## [Required work]
Scale the lines between the one holding "Spot the sandstone" and the one holding "[[[131,8],[132,0],[0,0],[0,24],[130,30]]]", inclusive, and give only those lines, with the request text kept. Multiply every polygon vertex coordinate in the answers by 0.3 and round each result to a whole number, with halves rounded up.

______________________________

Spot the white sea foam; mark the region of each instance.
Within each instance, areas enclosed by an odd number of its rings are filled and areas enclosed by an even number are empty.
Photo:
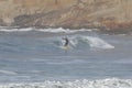
[[[84,31],[91,31],[90,29],[80,29],[80,30],[69,30],[69,29],[63,29],[63,28],[58,28],[58,29],[41,29],[37,30],[41,32],[51,32],[51,33],[76,33],[76,32],[84,32]]]
[[[0,29],[0,32],[26,32],[26,31],[32,31],[32,28],[28,29]]]
[[[6,75],[16,75],[15,72],[11,72],[11,70],[0,70],[1,74],[6,74]]]
[[[84,32],[84,31],[91,31],[90,29],[80,29],[80,30],[69,30],[69,29],[34,29],[34,28],[26,28],[26,29],[8,29],[8,28],[0,28],[0,32],[26,32],[26,31],[38,31],[38,32],[50,32],[50,33],[75,33],[75,32]]]
[[[132,88],[132,79],[99,79],[75,81],[44,81],[32,84],[7,84],[0,88]]]
[[[90,47],[94,48],[114,48],[111,44],[107,43],[106,41],[99,38],[99,37],[94,37],[94,36],[81,36],[82,41],[87,42]]]

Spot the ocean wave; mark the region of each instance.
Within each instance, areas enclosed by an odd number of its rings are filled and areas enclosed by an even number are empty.
[[[44,81],[31,84],[6,84],[0,88],[132,88],[132,79],[99,79],[75,81]]]
[[[15,72],[11,72],[11,70],[0,70],[1,74],[6,74],[6,75],[16,75]]]
[[[76,32],[84,32],[84,31],[91,31],[90,29],[80,29],[80,30],[69,30],[69,29],[34,29],[34,28],[26,28],[26,29],[7,29],[0,28],[0,32],[28,32],[28,31],[37,31],[37,32],[50,32],[50,33],[76,33]]]

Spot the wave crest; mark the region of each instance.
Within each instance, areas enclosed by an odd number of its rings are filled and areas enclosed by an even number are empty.
[[[132,79],[99,79],[75,81],[44,81],[32,84],[8,84],[0,88],[132,88]]]

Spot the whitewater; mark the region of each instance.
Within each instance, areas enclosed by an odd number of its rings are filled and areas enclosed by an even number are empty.
[[[132,36],[95,31],[0,28],[0,88],[132,88]]]

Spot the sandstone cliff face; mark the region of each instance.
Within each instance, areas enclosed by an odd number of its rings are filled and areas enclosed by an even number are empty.
[[[131,8],[132,0],[0,0],[0,24],[130,30]]]

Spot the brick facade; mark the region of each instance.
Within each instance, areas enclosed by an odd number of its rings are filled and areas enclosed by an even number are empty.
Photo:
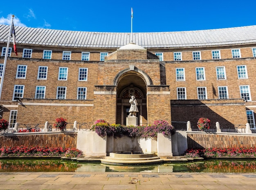
[[[0,42],[1,49],[5,46]],[[141,94],[136,97],[140,109],[138,124],[152,124],[155,120],[164,119],[170,122],[190,120],[195,125],[199,118],[205,117],[213,122],[218,121],[221,126],[234,127],[245,124],[246,110],[256,111],[256,59],[252,49],[255,44],[117,50],[22,44],[17,47],[18,55],[13,52],[7,60],[0,101],[3,118],[7,120],[10,111],[18,110],[16,121],[21,123],[52,123],[56,117],[63,117],[70,123],[104,119],[111,123],[125,124],[126,109],[130,104],[129,98],[122,97],[121,93],[129,87],[132,91],[138,89]],[[22,58],[23,48],[33,49],[31,58]],[[240,49],[241,58],[232,58],[234,49]],[[52,51],[51,59],[42,59],[44,50]],[[213,50],[220,51],[220,59],[213,59]],[[62,60],[63,51],[71,52],[70,60]],[[193,52],[198,51],[201,59],[193,60]],[[81,61],[82,52],[90,52],[89,61]],[[99,61],[101,52],[108,53],[104,61]],[[159,52],[163,52],[162,62],[155,55]],[[182,52],[182,60],[174,61],[175,52]],[[0,63],[4,59],[0,57]],[[27,66],[25,79],[16,77],[19,65]],[[238,78],[237,66],[246,66],[248,78]],[[39,66],[48,67],[47,80],[37,79]],[[225,68],[224,80],[216,79],[216,68],[220,66]],[[67,80],[58,80],[60,67],[68,68]],[[204,68],[204,80],[197,80],[197,68]],[[79,81],[79,68],[88,69],[86,81]],[[184,70],[183,81],[176,80],[178,68]],[[17,85],[25,85],[23,98],[13,101]],[[249,85],[249,101],[241,98],[240,85]],[[37,86],[45,86],[44,99],[35,98]],[[66,98],[57,99],[57,88],[63,86],[67,87]],[[228,98],[219,99],[220,86],[227,87]],[[77,100],[79,87],[87,88],[86,100]],[[206,88],[207,100],[198,100],[197,87]],[[186,100],[177,100],[177,87],[186,88]]]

______________________________

## [Complete output]
Spot the sandstone cliff face; mark the region of each instance.
Within each instance, areas enclosed by an odd number of its rings are filled and areas enclosed by an even number are empty.
[[[39,2],[40,0],[0,0],[0,7],[39,9]]]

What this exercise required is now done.